* Data *
•••••
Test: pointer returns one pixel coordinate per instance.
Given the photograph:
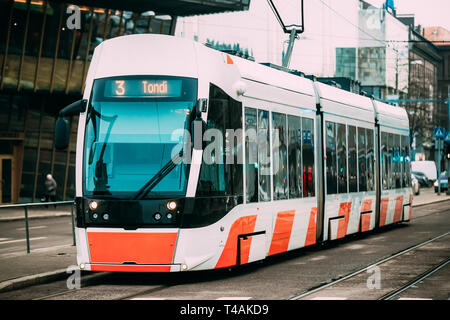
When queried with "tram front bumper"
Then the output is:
(131, 267)
(141, 250)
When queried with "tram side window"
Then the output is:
(218, 177)
(352, 160)
(384, 160)
(263, 140)
(295, 157)
(406, 162)
(308, 157)
(390, 151)
(279, 156)
(362, 160)
(331, 171)
(370, 161)
(341, 130)
(396, 162)
(251, 155)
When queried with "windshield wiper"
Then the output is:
(163, 172)
(101, 174)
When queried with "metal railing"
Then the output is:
(25, 207)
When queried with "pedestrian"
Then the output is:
(50, 188)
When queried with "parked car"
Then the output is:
(422, 178)
(415, 185)
(444, 182)
(426, 167)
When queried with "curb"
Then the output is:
(9, 219)
(27, 281)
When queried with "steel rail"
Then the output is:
(391, 295)
(363, 269)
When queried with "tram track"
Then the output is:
(118, 286)
(391, 294)
(102, 279)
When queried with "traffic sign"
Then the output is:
(447, 137)
(439, 133)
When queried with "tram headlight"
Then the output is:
(171, 205)
(93, 205)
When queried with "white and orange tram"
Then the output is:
(190, 158)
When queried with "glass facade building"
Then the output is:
(43, 65)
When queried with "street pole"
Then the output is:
(287, 57)
(439, 166)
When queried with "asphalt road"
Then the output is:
(279, 277)
(45, 233)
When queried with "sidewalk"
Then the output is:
(43, 265)
(11, 214)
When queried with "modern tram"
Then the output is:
(189, 158)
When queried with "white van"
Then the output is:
(428, 168)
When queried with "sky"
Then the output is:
(429, 13)
(329, 24)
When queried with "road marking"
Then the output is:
(149, 298)
(20, 240)
(329, 298)
(221, 298)
(234, 298)
(39, 250)
(38, 227)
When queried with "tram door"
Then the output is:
(6, 184)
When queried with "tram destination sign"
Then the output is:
(143, 88)
(439, 133)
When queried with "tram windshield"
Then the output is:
(134, 127)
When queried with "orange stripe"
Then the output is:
(243, 225)
(282, 232)
(125, 268)
(365, 218)
(398, 209)
(344, 210)
(311, 233)
(119, 247)
(383, 211)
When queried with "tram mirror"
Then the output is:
(74, 108)
(201, 106)
(62, 133)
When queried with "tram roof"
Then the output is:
(344, 103)
(390, 116)
(180, 8)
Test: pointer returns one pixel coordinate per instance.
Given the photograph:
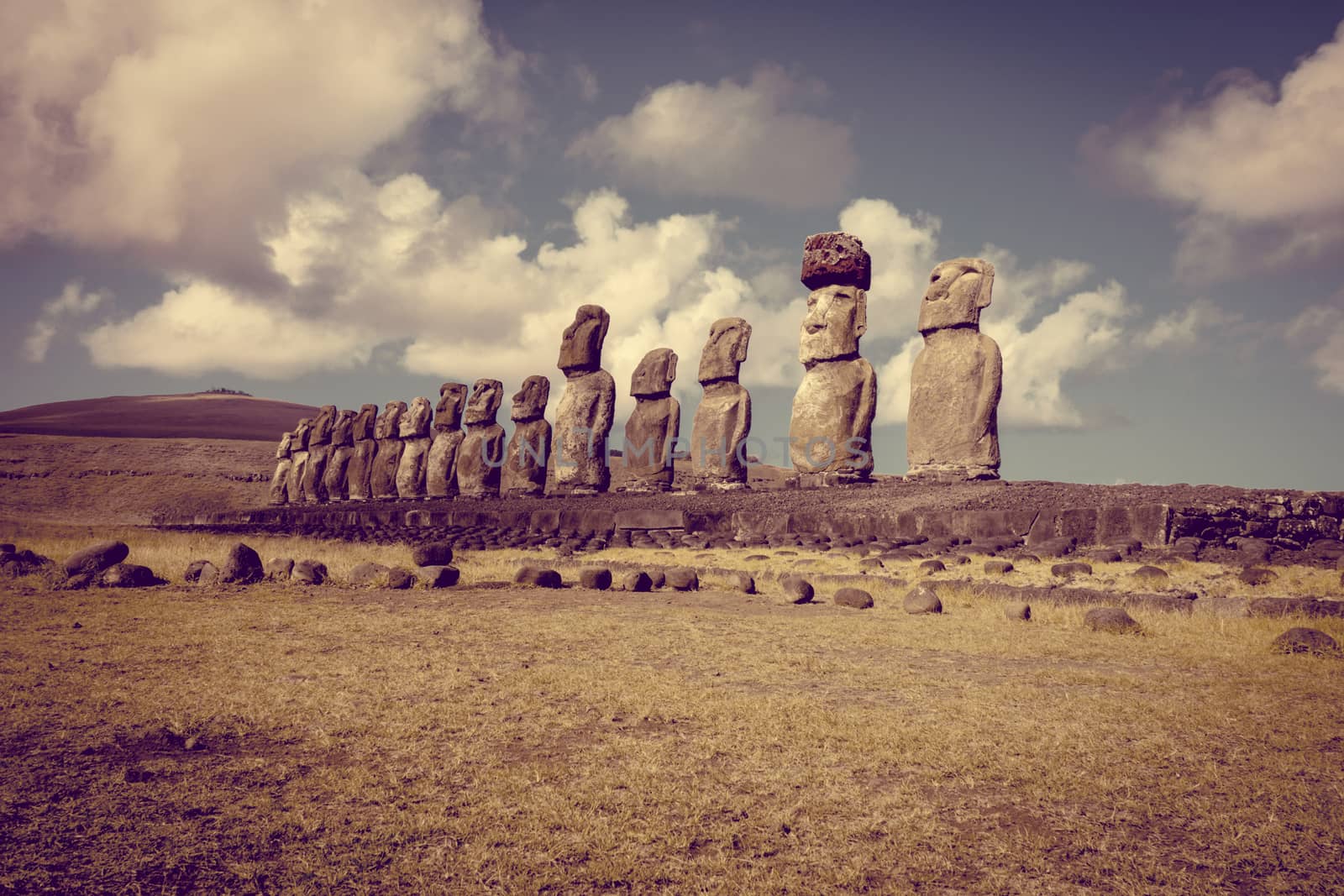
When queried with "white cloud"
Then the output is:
(726, 140)
(1256, 167)
(179, 129)
(71, 302)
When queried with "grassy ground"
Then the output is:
(276, 738)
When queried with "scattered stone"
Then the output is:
(309, 573)
(922, 600)
(797, 590)
(96, 558)
(855, 598)
(1257, 575)
(242, 566)
(1301, 640)
(433, 553)
(539, 577)
(1110, 620)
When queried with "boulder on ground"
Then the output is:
(1110, 620)
(309, 573)
(1304, 641)
(434, 553)
(96, 558)
(242, 566)
(922, 600)
(797, 590)
(855, 598)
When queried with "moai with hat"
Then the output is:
(481, 454)
(387, 432)
(528, 450)
(284, 464)
(655, 425)
(360, 472)
(952, 429)
(584, 418)
(343, 448)
(723, 417)
(414, 432)
(831, 429)
(441, 468)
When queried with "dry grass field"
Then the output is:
(501, 739)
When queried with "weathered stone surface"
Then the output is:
(530, 448)
(389, 457)
(921, 600)
(585, 416)
(242, 566)
(441, 465)
(855, 598)
(835, 259)
(481, 453)
(416, 443)
(284, 469)
(952, 427)
(309, 573)
(1110, 620)
(1301, 640)
(96, 558)
(655, 425)
(360, 473)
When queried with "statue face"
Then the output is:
(448, 416)
(486, 402)
(725, 349)
(837, 316)
(530, 401)
(958, 291)
(581, 347)
(655, 374)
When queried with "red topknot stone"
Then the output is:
(835, 259)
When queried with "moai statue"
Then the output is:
(387, 432)
(441, 468)
(360, 470)
(414, 432)
(343, 448)
(481, 454)
(284, 465)
(584, 419)
(831, 430)
(723, 418)
(319, 453)
(655, 425)
(299, 454)
(952, 430)
(528, 450)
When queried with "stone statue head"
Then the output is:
(414, 423)
(725, 349)
(530, 401)
(581, 347)
(486, 402)
(448, 414)
(365, 421)
(389, 425)
(655, 374)
(837, 316)
(958, 291)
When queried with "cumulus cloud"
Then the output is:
(748, 141)
(73, 301)
(179, 129)
(1256, 165)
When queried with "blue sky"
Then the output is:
(333, 203)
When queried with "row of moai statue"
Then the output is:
(418, 452)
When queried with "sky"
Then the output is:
(335, 202)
•••••
* Work task *
Your answer should be a single number: how many lines of the material above include "road".

* Result of the task *
2